WORK TO BE COMPLETED:
Copy each of the items below word for word.

------------------------------------------------------------------------

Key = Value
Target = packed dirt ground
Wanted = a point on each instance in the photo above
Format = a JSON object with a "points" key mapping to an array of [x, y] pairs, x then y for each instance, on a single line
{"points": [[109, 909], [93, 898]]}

------------------------------------------------------------------------

THE SOLUTION:
Key = Value
Target = packed dirt ground
Wanted = a point on each instance in the photo above
Format = a JSON object with a "points" key mapping to an array of [x, y] pairs, x then y for each instance, on a single line
{"points": [[109, 909], [93, 898]]}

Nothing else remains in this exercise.